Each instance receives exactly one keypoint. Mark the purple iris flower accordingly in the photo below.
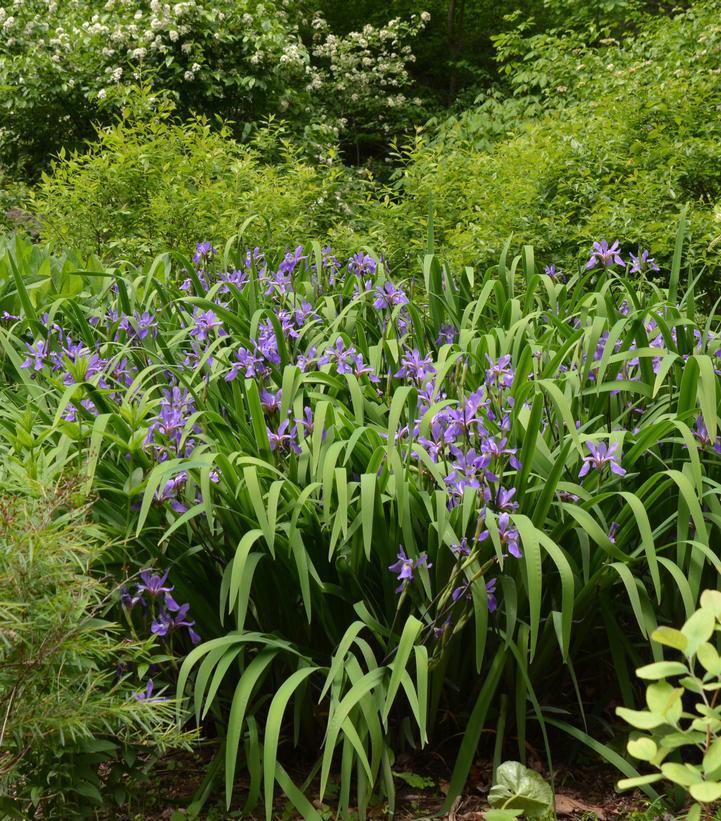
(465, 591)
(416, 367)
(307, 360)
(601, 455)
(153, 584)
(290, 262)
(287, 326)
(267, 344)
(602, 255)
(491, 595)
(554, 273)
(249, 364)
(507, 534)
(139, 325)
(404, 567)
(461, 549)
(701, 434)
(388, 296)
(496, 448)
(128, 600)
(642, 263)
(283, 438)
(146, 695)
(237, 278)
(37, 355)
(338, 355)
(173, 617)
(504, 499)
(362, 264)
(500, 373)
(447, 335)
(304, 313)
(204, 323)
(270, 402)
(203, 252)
● ● ● ● ●
• EXERCISE AIM:
Write out the whole listing exactly, with no pictures.

• SOLUTION TO THIS PROBLEM:
Each instance receives exactly one keypoint. Mark the purple iris flower accordingly in the photo below.
(465, 591)
(416, 367)
(307, 360)
(601, 455)
(153, 584)
(290, 262)
(287, 326)
(267, 344)
(602, 255)
(491, 595)
(554, 273)
(249, 364)
(507, 534)
(139, 325)
(404, 567)
(461, 549)
(701, 434)
(388, 296)
(496, 448)
(128, 600)
(642, 263)
(283, 438)
(146, 695)
(237, 278)
(37, 355)
(338, 355)
(173, 617)
(504, 499)
(362, 264)
(500, 373)
(447, 335)
(304, 313)
(204, 323)
(270, 402)
(203, 252)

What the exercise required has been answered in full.